(Dataset entries)
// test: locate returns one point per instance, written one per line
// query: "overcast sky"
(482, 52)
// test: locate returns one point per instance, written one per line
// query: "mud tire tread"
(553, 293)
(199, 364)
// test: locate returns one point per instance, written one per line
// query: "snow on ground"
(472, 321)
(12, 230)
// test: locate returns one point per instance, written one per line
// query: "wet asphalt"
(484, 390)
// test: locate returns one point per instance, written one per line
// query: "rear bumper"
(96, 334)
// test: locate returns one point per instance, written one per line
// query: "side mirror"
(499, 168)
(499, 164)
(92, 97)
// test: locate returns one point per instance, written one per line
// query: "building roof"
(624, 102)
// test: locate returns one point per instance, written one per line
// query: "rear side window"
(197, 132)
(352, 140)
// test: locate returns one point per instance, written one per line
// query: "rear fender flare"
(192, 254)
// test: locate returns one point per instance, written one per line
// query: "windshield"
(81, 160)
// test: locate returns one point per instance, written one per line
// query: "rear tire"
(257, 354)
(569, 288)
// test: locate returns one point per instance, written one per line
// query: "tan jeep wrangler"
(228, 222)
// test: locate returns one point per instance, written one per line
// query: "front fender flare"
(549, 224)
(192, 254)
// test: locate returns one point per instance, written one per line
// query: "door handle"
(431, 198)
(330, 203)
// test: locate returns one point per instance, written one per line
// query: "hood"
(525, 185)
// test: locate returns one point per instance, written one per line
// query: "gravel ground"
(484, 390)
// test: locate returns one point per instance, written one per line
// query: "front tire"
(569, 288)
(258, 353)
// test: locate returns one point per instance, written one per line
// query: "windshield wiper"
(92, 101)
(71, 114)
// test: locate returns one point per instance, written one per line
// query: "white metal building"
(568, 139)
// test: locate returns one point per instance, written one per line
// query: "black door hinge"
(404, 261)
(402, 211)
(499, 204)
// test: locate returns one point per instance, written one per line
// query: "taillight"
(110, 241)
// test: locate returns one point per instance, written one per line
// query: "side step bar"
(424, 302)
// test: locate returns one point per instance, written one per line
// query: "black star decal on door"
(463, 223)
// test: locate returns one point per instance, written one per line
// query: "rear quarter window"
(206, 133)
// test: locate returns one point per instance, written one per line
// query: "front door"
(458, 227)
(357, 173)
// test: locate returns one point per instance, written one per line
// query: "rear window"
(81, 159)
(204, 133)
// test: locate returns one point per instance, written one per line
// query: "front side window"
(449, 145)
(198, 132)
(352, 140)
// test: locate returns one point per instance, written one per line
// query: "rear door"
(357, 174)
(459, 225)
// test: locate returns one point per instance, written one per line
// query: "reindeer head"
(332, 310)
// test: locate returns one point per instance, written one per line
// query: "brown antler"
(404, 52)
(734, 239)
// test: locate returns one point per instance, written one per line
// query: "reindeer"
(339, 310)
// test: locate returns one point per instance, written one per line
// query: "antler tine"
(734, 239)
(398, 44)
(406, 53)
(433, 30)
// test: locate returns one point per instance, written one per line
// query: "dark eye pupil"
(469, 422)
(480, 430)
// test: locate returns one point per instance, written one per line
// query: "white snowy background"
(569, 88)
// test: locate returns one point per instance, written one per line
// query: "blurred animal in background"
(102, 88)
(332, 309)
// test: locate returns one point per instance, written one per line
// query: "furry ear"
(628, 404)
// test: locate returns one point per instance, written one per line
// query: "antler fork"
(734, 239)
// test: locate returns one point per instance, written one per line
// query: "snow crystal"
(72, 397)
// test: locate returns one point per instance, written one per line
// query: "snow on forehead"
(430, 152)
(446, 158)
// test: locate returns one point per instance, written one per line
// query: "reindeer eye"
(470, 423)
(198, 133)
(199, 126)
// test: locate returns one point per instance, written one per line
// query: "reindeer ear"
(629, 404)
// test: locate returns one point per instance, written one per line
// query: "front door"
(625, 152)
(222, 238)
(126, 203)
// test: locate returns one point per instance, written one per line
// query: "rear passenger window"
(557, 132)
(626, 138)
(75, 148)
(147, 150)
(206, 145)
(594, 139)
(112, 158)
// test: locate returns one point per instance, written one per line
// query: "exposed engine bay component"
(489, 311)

_What is needed_
The records above should be restated exactly, line for line.

_Result for this task_
// test: locate returns one point per instance, written one per line
// query: "overcast sky"
(482, 52)
// test: locate returns one point per instance, written one per line
// query: "mud tire tread"
(553, 293)
(199, 364)
// test: locate returns one point per instance, written one per line
// query: "snow on ground"
(472, 321)
(12, 230)
// test: locate returns one point per instance, written one per line
// query: "wet asphalt"
(484, 390)
// test: locate returns one point per instance, written one per line
// query: "rear bumper"
(96, 334)
// test: locate returns one point per instance, written one per line
// query: "side mirror"
(499, 168)
(499, 164)
(92, 97)
// test: locate returns one point per instance, written one per line
// query: "building roof"
(624, 102)
// test: locate returns one point per instance, written one per line
// query: "rear side window"
(197, 132)
(352, 140)
// test: locate returns one point per instance, written one per line
// query: "rear fender flare"
(192, 254)
// test: locate returns one point per instance, written one per line
// query: "windshield"
(81, 160)
// test: locate returns one point per instance, written one per line
// query: "rear tire"
(257, 354)
(569, 288)
// test: locate returns one point per instance, written one per line
// query: "tan jeep wrangler"
(228, 222)
// test: locate returns one point per instance, written one per line
// query: "front fender flare"
(549, 224)
(192, 254)
// test: locate returns one point per instance, written one per line
// query: "door handle"
(431, 198)
(330, 203)
// test: locate returns one point per instance, written one per line
// query: "hood"
(525, 185)
// test: locate returns one point per instance, written one per line
// query: "gravel ground"
(484, 390)
// test: locate returns one point per instance, written one per line
// query: "front tire"
(569, 288)
(258, 353)
// test: locate returns one point per instance, written one per line
// query: "windshield wiper"
(92, 101)
(71, 114)
// test: locate returns one point per instance, written one per line
// query: "white metal building"
(568, 139)
// test: locate returns one point per instance, written one per line
// query: "black door hinge"
(404, 261)
(402, 211)
(499, 204)
// test: locate returns one point per instance, written one per line
// query: "taillight"
(110, 241)
// test: locate returns one point per instance, written one per line
// query: "side step bar"
(424, 302)
// test: locate returns one point per instance, written one per line
// query: "black star decal on door"
(463, 223)
// test: locate returns one point per instance, written one per line
// query: "rear quarter window"
(206, 133)
// test: locate returns one point per instance, written one per line
// query: "front door"
(458, 227)
(357, 173)
// test: locate returns one point per instance, written one per line
// query: "rear window"
(81, 159)
(204, 133)
// test: locate returns one point per instance, written one per line
// query: "front side window"
(449, 145)
(198, 132)
(352, 140)
// test: locate returns one point per instance, written one per line
// query: "rear door"
(357, 174)
(459, 225)
// test: locate returns one point per instance, written one per line
// query: "reindeer head"
(332, 310)
// test: locate returns one point per instance, written one per line
// query: "brown antler"
(404, 52)
(734, 239)
// test: locate returns one point per instance, written one per line
// query: "reindeer"
(339, 310)
// test: locate returns one point per instance, written one per line
// query: "antler tine"
(734, 239)
(398, 44)
(406, 53)
(433, 30)
// test: locate returns one point per instance, written one per line
// query: "dark eye pupil"
(469, 422)
(480, 430)
// test: locate returns one point per instance, written one per line
// query: "white snowy background"
(569, 88)
// test: locate returns one point per instance, written one per line
// query: "blurred animal in background"
(102, 88)
(332, 309)
// test: locate returns one point per instance, written one per line
// query: "furry ear"
(628, 404)
// test: locate returns one point per instance, written one per line
// query: "antler fork"
(734, 239)
// test: locate returns one point per instance, written one per line
// query: "snow crystal"
(72, 397)
// test: locate returns one point per instance, written one per line
// query: "snow on forehead"
(430, 152)
(446, 158)
// test: locate returns one point per instance, written one per line
// query: "reindeer eye"
(470, 423)
(198, 133)
(199, 126)
// test: locate returns one point per instance, written one per line
// query: "reindeer ear"
(629, 404)
// test: locate returns one point per instance, written one per line
// query: "front door"
(625, 152)
(222, 238)
(126, 203)
// test: locate returns one point per instance, written one per line
// query: "rear passenger window"
(557, 132)
(626, 138)
(75, 148)
(147, 150)
(206, 145)
(594, 139)
(112, 158)
// test: locate returns one point per instance, written one per line
// query: "exposed engine bay component"
(489, 311)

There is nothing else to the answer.